Text excerpt:
== Segment start ==
Other career highlights include:
- 3 scoreless innings to earn a save against the Philadelphia Phillies (June 2, 1973)
- won games on two consecutive days vs. the Atlanta Braves, pitching a combined 4 scoreless innings with 4 strikeouts, no walks, and giving up just one hit (September 1 and 2, 1973)
- 4 scoreless innings to earn a save against the Cincinnati Reds (July 26, 1974)
- 4 innings, allowing just one run (unearned), to earn a save against the San Francisco Giants (May 23, 1976)
- 4.1 scoreless innings, with a career-high 6 strikeouts, for a no decision vs. the San Diego Padres (July 10, 1977)
- 3 perfect innings to earn a save against the Toronto Blue Jays (May 2, 1978)
- 4 scoreless innings, allowing just one hit, to earn a save against the San Diego Padres (July 15, 1979)

Sosa allowed just 64 career home runs, or one for every 14.1 innings pitched. He gave up the second home run of three hit by Reggie Jackson of the New York Yankees in Game 6 of the 1977 World Series. For his career, he finished with 59 wins, 51 losses, 83 saves, 330 games finished, and an ERA of 3.32.

In 1989 he played for the St. Petersburg Pelicans of the Senior Professional Baseball Association.
== Segment end ==
Record set:
== Segment start ==
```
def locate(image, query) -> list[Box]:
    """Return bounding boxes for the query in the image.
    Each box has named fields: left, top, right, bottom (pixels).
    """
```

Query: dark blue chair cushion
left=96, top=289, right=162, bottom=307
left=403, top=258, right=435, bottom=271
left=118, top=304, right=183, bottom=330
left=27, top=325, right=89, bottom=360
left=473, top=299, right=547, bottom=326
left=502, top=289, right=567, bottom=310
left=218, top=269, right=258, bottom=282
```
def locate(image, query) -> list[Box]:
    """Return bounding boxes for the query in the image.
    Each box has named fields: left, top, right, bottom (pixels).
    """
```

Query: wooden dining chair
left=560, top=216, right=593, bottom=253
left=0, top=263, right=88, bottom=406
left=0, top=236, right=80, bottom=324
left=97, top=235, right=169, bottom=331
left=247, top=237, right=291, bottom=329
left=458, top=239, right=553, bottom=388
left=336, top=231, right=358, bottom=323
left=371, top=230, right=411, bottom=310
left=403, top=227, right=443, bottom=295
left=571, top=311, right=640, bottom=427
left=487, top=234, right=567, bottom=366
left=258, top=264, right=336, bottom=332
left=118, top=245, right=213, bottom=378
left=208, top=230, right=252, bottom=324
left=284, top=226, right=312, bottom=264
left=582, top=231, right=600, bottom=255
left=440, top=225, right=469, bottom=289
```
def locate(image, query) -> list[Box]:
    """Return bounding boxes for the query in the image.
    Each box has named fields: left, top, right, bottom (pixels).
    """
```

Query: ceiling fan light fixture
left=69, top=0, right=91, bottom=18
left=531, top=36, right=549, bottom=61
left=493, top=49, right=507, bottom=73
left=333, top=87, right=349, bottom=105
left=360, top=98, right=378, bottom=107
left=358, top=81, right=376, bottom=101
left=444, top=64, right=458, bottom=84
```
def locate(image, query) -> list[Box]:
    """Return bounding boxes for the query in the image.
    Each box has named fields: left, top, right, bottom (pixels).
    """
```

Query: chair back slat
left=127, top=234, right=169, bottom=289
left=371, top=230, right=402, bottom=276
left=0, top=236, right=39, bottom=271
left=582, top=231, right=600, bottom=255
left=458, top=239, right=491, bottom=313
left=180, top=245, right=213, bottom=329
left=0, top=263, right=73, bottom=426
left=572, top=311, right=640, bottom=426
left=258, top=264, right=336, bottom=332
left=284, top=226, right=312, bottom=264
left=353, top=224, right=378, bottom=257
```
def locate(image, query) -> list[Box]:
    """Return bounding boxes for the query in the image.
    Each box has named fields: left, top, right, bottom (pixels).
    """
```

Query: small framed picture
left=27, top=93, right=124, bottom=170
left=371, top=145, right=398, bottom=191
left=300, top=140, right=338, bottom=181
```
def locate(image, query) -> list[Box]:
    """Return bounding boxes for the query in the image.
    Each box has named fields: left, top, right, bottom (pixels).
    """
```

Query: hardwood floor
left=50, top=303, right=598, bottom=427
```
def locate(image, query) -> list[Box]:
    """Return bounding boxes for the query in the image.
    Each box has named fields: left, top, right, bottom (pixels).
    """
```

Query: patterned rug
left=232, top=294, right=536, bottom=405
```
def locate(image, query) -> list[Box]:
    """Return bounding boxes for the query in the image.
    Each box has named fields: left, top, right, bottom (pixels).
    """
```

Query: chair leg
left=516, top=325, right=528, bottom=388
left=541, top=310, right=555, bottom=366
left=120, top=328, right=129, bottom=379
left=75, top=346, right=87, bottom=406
== Segment end ==
According to the text on Sosa's career, which team did he play for in 1989?

The St. Petersburg Pelicans of the Senior Professional Baseball Association.